Labeled point records:
>>>>

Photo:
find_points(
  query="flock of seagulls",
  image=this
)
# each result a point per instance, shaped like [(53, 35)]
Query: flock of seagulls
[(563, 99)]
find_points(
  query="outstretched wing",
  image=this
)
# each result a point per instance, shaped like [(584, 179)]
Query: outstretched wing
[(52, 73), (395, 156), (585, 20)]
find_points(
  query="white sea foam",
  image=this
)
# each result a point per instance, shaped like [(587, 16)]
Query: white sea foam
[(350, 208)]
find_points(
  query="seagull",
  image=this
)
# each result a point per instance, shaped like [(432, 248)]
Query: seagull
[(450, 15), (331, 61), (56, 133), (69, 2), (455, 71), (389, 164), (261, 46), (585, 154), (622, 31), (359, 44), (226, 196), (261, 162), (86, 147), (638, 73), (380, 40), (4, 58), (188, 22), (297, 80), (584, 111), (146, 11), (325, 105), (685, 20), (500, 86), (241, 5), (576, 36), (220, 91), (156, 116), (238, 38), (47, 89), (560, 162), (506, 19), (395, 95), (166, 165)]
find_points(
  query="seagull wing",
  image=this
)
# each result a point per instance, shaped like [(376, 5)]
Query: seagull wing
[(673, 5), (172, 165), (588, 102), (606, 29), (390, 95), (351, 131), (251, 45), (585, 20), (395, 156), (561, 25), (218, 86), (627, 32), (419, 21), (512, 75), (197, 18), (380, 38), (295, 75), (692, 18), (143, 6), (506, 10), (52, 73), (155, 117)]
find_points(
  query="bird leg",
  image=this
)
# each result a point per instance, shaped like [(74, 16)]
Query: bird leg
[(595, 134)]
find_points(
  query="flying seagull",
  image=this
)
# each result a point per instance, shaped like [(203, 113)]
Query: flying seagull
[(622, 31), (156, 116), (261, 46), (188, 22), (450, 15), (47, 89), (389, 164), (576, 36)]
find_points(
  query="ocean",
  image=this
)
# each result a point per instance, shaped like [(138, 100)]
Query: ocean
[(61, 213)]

<<<<

- _JOB_
Can you give the material again from its start through the line holding "[(595, 134)]", inclusive, swapping "outstretched wing" for "spread wing" and leaving everything else unchanged?

- _OUTPUT_
Photo:
find_points(
  query="flock of seagulls",
  image=this
)
# each result a point per instance, shaped like [(53, 35)]
Query: flock of seagulls
[(563, 99)]
find_points(
  query="spread wing",
  image=this
)
# each result a point per instance, shaped like [(584, 179)]
Query: spread wing
[(52, 73), (395, 156), (585, 20)]
find_points(
  query="white sea foam",
  image=this
)
# each result a point per instance, shaped like [(587, 16)]
Query: white sea foam
[(350, 208)]
find_points(
  query="seagull",
  image=this
)
# each result a point per instance, shaped like [(432, 248)]
Query: seagull
[(450, 15), (331, 61), (56, 133), (69, 2), (455, 71), (389, 164), (261, 46), (585, 154), (622, 31), (359, 44), (226, 196), (261, 162), (86, 147), (638, 73), (380, 40), (4, 58), (188, 22), (297, 80), (584, 111), (146, 11), (325, 105), (685, 20), (500, 86), (241, 5), (576, 36), (220, 91), (156, 116), (238, 38), (47, 89), (560, 162), (506, 19), (395, 95), (166, 165)]
find_points(
  query="seagull wing",
  image=this
)
# each result a point per instance, shaped like [(376, 5)]
Query: seagull wing
[(673, 5), (172, 165), (588, 102), (606, 29), (390, 95), (351, 131), (251, 45), (585, 20), (395, 156), (561, 25), (218, 86), (627, 32), (419, 21), (512, 75), (197, 18), (380, 38), (295, 75), (692, 18), (143, 6), (506, 10), (52, 73), (155, 117)]
find_points(
  query="bird leg",
  image=this
)
# each result a point per instance, shaped like [(74, 16)]
Query: bird leg
[(595, 134)]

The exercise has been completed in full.